Task requirements: Which lines in the rows below contain the word "sweater"? Pull out each of them.
* START Dataset entries *
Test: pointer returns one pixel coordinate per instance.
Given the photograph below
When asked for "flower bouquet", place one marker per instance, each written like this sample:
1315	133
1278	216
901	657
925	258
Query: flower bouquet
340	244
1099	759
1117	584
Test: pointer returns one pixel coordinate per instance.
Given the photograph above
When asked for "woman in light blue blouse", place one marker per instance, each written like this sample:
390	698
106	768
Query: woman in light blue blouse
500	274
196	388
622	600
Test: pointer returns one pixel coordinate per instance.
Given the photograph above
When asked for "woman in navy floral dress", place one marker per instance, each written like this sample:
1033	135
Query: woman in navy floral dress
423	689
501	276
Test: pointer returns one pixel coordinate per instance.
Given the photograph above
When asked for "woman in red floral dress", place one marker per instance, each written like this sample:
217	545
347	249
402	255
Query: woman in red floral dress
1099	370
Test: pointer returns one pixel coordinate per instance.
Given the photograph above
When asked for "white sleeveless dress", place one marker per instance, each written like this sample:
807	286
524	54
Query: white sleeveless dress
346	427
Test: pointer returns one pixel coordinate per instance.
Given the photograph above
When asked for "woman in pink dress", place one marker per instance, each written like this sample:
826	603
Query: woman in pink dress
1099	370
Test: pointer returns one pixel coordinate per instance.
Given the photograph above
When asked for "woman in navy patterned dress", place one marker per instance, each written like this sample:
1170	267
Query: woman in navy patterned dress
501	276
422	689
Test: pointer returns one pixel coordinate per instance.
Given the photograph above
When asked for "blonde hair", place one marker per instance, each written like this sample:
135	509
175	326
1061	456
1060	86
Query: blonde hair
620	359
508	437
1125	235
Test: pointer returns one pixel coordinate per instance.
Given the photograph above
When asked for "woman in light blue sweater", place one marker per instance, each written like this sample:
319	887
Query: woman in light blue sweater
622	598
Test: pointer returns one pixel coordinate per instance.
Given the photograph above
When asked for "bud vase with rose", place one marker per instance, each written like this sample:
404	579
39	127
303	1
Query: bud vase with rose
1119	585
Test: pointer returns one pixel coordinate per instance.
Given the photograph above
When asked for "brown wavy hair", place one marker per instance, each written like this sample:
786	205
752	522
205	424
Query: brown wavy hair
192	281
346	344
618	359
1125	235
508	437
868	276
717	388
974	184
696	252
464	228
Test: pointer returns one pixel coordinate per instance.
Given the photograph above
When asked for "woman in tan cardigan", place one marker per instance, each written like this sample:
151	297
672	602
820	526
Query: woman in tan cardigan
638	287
* END Dataset entries *
Full response:
When asked for "woman in light blue sweater", place one marker per instance, each written like this sample:
Query: woman in light blue sweater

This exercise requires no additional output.